TO BE DONE |
Pick out every line in the items below that contains the word "beige", and copy each of those lines.

RECORDS PROVIDED |
━━━━━━━━━━

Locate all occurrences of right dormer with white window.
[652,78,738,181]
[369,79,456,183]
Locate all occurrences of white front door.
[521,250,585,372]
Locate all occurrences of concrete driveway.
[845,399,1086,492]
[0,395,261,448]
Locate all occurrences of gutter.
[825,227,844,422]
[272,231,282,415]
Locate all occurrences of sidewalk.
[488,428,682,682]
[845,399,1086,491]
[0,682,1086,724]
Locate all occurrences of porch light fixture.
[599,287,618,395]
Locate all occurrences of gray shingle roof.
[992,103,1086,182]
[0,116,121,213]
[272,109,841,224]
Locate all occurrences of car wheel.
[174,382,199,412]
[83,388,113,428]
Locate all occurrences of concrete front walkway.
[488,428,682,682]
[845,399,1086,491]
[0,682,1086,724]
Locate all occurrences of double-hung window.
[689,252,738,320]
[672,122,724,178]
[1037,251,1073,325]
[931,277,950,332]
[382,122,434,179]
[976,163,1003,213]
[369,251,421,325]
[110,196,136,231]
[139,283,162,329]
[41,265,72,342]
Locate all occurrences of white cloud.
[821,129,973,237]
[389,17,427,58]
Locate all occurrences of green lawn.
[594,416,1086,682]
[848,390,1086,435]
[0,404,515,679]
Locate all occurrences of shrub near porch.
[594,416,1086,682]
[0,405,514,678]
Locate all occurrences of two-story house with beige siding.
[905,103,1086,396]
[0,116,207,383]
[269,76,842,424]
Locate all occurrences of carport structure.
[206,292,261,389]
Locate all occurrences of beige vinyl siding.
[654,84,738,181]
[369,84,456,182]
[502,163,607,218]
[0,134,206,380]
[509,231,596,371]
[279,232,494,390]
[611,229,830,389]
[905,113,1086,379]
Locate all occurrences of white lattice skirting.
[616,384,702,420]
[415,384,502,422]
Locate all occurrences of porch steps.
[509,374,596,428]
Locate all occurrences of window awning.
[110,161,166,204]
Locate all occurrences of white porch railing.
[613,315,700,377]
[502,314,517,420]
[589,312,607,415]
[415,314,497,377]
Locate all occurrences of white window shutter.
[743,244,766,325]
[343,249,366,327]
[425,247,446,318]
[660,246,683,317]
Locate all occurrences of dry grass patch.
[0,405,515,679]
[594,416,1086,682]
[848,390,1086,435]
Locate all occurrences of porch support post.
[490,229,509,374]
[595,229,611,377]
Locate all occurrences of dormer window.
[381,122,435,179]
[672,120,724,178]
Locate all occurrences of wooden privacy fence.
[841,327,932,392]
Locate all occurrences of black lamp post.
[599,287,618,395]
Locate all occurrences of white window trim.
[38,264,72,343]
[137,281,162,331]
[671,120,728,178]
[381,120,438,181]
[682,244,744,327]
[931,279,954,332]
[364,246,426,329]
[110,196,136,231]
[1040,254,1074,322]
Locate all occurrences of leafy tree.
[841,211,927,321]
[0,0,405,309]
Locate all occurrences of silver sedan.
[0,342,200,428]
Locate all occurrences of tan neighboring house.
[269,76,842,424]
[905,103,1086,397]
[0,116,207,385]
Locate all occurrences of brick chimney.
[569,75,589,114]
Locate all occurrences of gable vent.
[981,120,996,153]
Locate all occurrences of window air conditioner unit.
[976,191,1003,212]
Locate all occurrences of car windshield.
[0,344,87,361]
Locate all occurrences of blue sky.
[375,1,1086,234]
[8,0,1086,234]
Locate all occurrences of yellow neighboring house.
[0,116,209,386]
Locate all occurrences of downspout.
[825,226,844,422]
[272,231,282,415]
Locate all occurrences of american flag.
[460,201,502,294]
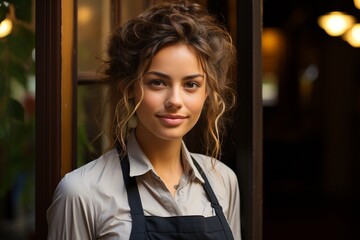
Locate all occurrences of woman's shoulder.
[56,150,120,197]
[191,153,237,185]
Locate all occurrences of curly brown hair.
[105,1,236,158]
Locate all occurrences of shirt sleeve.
[46,173,95,240]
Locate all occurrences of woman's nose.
[165,88,183,109]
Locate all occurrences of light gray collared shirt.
[47,134,241,240]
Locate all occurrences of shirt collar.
[127,131,205,183]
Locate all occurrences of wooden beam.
[236,0,263,240]
[35,0,61,239]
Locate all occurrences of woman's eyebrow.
[145,71,204,80]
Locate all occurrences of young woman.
[47,1,241,240]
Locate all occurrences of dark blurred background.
[263,0,360,240]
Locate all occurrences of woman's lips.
[157,115,186,126]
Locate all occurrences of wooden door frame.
[236,0,263,240]
[36,0,262,240]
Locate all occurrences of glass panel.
[77,83,106,166]
[0,0,35,239]
[77,0,111,74]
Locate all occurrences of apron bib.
[121,155,234,240]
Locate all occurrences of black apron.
[121,156,234,240]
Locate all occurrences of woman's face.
[135,44,207,140]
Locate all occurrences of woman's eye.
[185,82,200,88]
[149,79,165,87]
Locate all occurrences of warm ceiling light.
[343,23,360,47]
[318,11,355,37]
[0,18,12,38]
[354,0,360,9]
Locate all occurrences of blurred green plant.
[0,0,35,212]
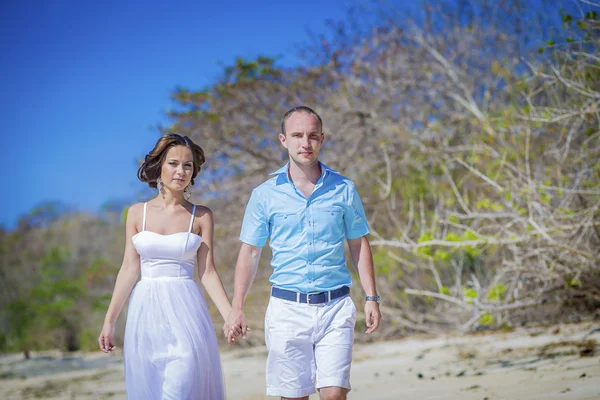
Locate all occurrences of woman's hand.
[98,323,117,353]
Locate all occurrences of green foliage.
[487,282,506,301]
[373,247,403,280]
[463,288,477,303]
[479,313,494,326]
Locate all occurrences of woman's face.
[160,146,194,192]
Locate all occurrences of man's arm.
[225,243,262,344]
[348,236,381,334]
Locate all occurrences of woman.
[98,134,231,400]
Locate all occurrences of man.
[225,106,381,399]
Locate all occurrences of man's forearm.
[348,236,377,296]
[231,243,262,310]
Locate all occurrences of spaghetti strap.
[142,203,148,231]
[188,204,196,233]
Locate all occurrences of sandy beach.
[0,322,600,400]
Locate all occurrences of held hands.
[223,308,250,346]
[365,301,381,335]
[98,323,117,353]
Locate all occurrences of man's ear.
[279,133,287,149]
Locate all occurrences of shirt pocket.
[271,213,302,247]
[315,206,344,243]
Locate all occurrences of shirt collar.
[269,161,337,177]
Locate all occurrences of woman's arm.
[198,207,231,320]
[98,204,142,353]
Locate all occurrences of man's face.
[279,111,325,166]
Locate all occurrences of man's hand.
[223,308,250,346]
[365,301,381,335]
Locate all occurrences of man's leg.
[265,297,316,399]
[318,386,348,400]
[315,296,356,400]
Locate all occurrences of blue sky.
[0,0,573,229]
[0,0,364,228]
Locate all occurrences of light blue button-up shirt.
[240,163,369,293]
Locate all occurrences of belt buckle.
[306,292,321,306]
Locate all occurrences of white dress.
[124,204,225,400]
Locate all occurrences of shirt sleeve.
[344,185,371,239]
[240,189,269,247]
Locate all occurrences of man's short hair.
[281,106,323,135]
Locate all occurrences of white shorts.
[265,296,356,397]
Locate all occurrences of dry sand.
[0,322,600,400]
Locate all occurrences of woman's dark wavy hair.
[138,133,206,189]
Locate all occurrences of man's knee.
[319,386,348,400]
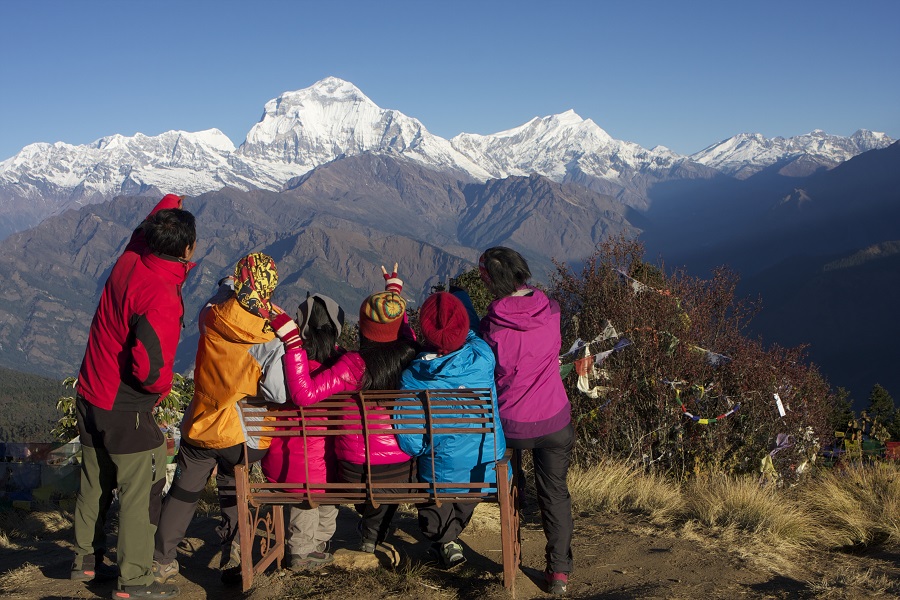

━━━━━━━━━━

THE SOLUTION |
Locate all occurrences of two-story house with beige siding.
Locate all occurrences of beige vinyl siding.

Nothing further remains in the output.